- PROBLEM
Pull out each line of the items below that contains the string "slope" and list those lines.
— start of EXTRACTED DATA —
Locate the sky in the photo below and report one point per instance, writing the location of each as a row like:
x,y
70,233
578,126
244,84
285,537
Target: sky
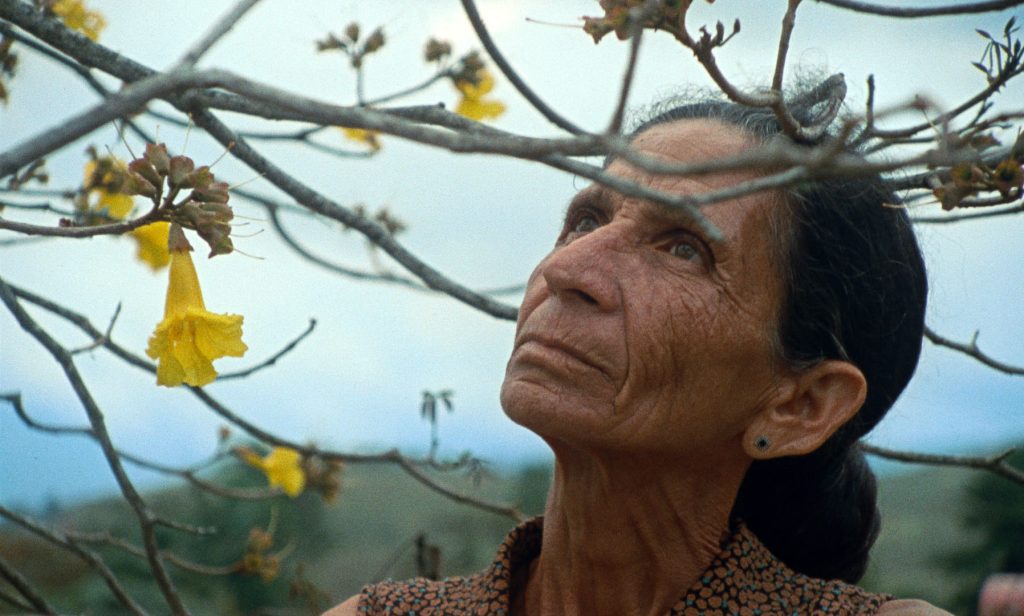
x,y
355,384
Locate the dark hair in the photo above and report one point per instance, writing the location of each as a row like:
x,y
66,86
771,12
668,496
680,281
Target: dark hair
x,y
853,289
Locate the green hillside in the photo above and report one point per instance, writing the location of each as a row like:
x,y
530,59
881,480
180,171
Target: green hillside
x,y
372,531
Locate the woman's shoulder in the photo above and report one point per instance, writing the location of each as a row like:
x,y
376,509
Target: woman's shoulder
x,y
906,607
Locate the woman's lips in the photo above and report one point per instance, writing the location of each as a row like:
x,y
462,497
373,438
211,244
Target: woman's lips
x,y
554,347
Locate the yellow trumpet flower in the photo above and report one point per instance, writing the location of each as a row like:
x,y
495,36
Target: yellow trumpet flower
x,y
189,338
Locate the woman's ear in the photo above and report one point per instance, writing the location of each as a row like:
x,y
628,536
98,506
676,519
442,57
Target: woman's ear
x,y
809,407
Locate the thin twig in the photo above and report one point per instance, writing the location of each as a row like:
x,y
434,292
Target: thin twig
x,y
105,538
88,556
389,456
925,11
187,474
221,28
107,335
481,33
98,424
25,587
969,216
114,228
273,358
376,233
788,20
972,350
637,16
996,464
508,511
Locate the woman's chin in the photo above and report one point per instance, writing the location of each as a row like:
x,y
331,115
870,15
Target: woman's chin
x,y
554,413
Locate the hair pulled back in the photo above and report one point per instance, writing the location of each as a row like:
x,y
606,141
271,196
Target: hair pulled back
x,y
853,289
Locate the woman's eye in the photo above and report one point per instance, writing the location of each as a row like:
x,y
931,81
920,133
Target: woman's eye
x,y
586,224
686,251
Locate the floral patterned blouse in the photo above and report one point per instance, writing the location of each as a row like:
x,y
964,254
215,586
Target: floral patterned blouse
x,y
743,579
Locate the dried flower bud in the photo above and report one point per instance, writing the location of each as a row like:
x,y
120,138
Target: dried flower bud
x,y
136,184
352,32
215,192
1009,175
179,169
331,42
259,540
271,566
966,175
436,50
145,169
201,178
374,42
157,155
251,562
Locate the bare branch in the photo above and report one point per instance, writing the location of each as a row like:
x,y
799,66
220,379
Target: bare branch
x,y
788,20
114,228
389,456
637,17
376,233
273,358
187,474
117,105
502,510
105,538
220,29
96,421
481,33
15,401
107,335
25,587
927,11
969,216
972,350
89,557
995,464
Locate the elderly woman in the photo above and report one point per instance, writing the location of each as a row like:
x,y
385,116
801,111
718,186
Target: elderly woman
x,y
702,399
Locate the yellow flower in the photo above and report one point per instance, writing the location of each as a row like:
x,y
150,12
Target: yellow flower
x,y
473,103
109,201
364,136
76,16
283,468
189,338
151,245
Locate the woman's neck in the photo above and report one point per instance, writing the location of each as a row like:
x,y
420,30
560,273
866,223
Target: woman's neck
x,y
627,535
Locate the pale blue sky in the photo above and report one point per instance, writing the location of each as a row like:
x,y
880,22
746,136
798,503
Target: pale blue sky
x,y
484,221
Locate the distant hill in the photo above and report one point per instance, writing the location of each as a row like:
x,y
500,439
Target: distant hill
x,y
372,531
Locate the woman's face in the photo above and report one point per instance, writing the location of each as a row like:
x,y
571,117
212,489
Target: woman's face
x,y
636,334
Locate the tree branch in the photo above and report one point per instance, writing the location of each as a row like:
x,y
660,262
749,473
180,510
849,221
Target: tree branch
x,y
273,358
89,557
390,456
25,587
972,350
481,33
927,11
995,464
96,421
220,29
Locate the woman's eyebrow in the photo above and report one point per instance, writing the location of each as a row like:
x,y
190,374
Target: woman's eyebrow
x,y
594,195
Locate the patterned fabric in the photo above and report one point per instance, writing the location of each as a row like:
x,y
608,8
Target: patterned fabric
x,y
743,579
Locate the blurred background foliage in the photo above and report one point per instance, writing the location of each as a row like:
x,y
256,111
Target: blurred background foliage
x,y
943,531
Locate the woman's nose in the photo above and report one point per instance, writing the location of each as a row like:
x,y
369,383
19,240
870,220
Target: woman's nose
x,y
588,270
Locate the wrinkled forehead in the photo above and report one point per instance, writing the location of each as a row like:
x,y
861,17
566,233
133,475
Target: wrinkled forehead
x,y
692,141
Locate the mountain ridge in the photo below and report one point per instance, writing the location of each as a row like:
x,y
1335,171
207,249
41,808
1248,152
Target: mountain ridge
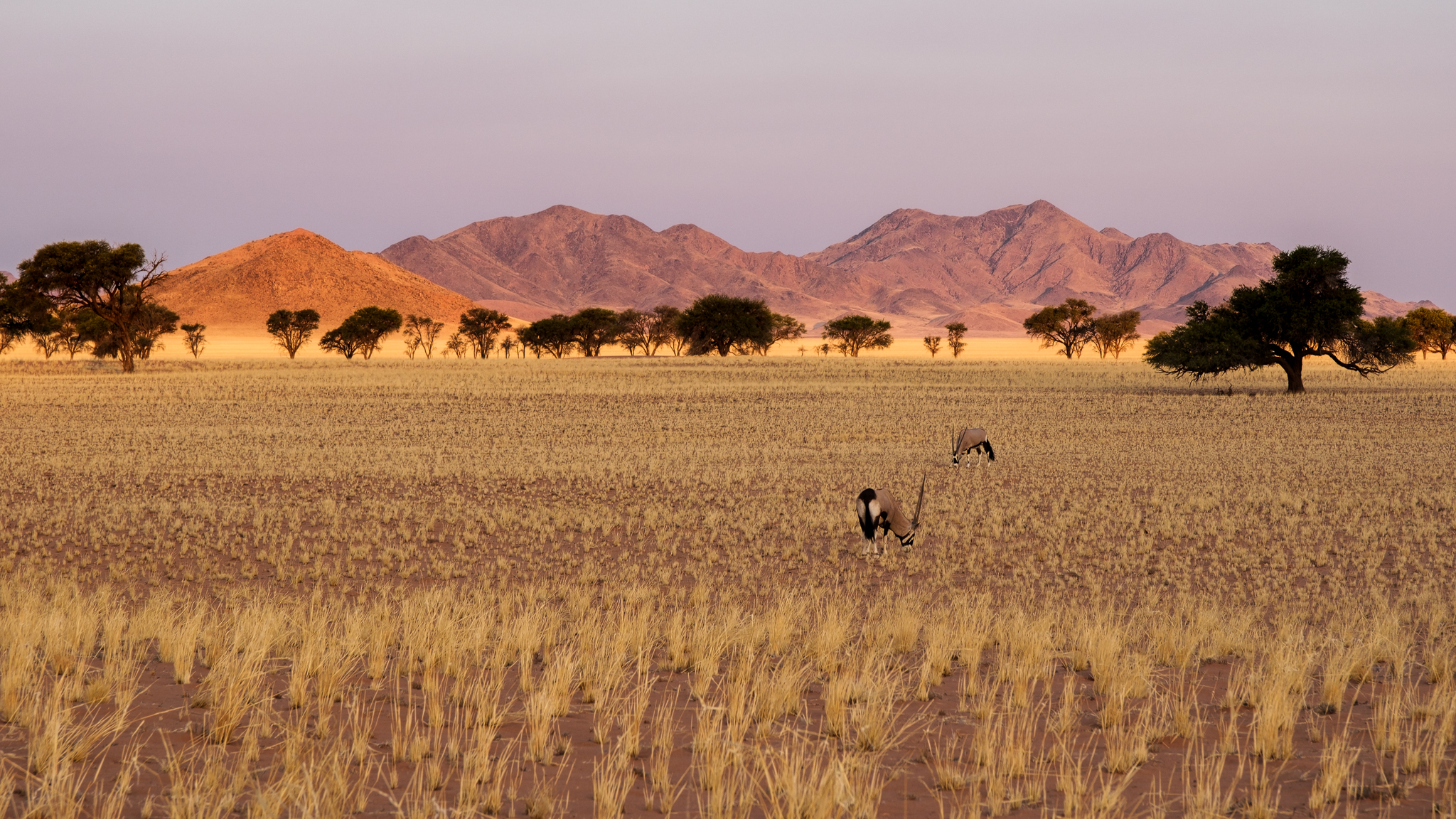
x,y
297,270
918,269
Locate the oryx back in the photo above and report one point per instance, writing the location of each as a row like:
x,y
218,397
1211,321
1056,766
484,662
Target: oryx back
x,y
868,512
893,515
— end of EXTRACTED DATA —
— start of EXTRACTED DATA —
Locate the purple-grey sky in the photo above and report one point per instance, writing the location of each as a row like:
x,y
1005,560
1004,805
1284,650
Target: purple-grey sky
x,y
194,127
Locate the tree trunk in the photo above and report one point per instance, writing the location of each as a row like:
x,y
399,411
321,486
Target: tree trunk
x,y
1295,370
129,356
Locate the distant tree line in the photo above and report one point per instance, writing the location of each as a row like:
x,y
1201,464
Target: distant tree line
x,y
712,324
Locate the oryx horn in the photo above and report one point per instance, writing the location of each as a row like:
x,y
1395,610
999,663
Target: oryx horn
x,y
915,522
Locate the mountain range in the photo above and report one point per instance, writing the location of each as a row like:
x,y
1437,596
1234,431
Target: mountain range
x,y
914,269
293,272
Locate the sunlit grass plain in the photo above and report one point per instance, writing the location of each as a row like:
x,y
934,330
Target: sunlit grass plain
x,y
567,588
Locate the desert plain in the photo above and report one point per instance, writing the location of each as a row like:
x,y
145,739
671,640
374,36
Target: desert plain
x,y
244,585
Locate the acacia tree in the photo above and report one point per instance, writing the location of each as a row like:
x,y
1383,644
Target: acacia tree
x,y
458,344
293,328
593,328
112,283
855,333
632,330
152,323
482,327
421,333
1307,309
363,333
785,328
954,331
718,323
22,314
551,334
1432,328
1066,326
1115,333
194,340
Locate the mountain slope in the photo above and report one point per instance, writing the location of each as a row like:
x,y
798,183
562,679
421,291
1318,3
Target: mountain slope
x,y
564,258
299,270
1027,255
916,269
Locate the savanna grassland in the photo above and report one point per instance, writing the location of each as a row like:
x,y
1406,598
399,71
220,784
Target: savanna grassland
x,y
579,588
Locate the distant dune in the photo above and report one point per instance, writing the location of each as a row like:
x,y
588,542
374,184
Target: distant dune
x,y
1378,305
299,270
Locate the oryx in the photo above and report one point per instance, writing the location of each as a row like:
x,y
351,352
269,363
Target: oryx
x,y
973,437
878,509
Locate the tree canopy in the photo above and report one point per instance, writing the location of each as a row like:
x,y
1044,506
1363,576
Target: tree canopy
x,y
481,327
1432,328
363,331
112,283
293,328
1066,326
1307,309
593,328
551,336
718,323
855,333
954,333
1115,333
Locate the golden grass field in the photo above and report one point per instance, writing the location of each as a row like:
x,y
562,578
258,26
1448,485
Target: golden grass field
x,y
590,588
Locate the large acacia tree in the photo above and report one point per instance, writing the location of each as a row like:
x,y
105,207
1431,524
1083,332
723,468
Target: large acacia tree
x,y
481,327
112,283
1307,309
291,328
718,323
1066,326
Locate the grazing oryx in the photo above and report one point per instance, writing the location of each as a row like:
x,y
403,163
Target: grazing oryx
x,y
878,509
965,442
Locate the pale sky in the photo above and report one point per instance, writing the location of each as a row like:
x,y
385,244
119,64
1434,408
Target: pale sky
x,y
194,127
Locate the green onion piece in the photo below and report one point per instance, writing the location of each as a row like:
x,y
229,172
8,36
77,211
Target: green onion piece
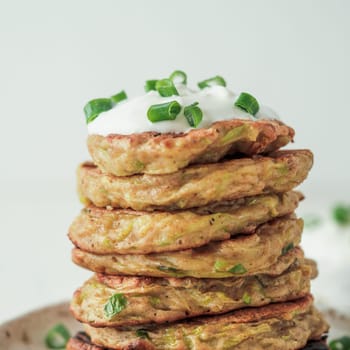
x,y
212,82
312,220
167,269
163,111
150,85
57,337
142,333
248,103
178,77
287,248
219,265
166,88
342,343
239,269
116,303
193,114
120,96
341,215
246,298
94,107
— end of EXTRACTED DATA —
— start of EXTRACTED DATA —
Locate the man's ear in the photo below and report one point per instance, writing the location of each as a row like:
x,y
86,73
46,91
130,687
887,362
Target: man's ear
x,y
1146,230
— end of EXTRACTED DATA —
- SOLUTION BELOW
Locate the mountain slope in the photo above and report one point per instance, writing the location of each as a row like:
Target: mountain slope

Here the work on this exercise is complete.